*** Block opens ***

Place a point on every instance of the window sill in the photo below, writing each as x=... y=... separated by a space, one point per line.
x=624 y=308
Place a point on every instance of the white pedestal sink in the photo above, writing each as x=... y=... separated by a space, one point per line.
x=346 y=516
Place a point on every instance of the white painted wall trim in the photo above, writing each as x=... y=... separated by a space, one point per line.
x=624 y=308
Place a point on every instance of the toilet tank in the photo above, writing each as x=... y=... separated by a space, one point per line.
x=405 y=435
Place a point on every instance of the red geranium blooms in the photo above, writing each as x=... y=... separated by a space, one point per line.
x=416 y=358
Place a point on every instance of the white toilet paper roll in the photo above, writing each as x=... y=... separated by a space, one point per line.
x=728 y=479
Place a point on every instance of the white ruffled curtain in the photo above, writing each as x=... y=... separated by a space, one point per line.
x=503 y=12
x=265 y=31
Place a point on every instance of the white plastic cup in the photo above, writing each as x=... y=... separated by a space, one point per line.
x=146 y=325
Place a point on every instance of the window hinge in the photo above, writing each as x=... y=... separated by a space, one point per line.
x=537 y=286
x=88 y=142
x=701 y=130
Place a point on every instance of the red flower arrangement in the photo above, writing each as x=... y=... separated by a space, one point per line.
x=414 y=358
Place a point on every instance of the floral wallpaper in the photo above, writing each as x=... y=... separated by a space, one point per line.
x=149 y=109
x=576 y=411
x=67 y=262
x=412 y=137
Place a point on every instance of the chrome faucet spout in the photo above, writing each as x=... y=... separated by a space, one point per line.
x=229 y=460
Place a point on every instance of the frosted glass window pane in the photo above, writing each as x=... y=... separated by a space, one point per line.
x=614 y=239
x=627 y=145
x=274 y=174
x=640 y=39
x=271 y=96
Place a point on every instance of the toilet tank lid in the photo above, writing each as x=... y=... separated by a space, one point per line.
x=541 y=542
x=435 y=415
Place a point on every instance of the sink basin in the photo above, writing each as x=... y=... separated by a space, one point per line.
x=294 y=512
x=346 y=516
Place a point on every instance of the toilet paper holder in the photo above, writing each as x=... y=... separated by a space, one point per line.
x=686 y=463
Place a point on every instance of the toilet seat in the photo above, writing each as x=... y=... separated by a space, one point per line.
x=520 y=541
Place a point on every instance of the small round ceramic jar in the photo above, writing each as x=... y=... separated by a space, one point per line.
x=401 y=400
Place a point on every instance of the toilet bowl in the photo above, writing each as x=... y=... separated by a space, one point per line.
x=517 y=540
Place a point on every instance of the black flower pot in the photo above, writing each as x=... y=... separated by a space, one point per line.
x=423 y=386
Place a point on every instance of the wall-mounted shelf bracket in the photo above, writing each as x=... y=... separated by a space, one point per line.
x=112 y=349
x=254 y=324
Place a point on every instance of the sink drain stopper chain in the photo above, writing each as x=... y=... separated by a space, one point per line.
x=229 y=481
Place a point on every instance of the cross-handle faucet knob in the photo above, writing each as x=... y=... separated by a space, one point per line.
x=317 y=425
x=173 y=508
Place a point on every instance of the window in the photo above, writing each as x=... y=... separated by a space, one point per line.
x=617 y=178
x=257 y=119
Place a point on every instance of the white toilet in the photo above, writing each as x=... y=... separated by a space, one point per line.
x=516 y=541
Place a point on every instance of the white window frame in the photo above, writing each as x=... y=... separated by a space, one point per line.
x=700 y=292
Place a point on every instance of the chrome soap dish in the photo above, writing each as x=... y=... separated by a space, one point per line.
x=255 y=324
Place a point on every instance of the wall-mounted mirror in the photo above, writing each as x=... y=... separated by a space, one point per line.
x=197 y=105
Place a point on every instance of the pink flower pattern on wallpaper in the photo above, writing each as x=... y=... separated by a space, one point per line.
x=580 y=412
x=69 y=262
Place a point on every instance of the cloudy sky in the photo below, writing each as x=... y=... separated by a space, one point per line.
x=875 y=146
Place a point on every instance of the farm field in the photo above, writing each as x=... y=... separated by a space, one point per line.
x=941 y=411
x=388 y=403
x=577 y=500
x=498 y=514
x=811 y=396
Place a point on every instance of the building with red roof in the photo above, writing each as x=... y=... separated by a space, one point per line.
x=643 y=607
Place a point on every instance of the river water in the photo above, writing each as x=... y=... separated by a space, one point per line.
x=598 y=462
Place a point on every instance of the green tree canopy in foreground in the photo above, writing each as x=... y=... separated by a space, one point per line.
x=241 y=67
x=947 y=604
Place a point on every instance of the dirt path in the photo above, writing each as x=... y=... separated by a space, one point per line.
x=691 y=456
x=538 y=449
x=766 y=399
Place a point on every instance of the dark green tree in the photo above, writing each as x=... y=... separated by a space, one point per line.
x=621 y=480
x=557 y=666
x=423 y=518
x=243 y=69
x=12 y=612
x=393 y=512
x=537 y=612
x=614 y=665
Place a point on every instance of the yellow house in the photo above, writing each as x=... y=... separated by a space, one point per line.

*** Block closes ***

Task —
In the answer, include exactly the lines from the line containing "Place a point on every instance of the dirt" through the end of the data, and nothing else.

Result of this task —
Place a point on every instance of the dirt path in the photo above, writing each as x=... y=... separated by a space, one point per line.
x=691 y=456
x=538 y=449
x=766 y=399
Place a point on every instance of the dark green tree in the photo above, writing each as x=... y=... separated by a space, one point per line.
x=621 y=480
x=557 y=666
x=423 y=518
x=243 y=69
x=12 y=612
x=393 y=512
x=537 y=612
x=614 y=665
Place a point on every instance of the yellow house in the photo above, writing each as x=... y=... separated by a space, one point per line.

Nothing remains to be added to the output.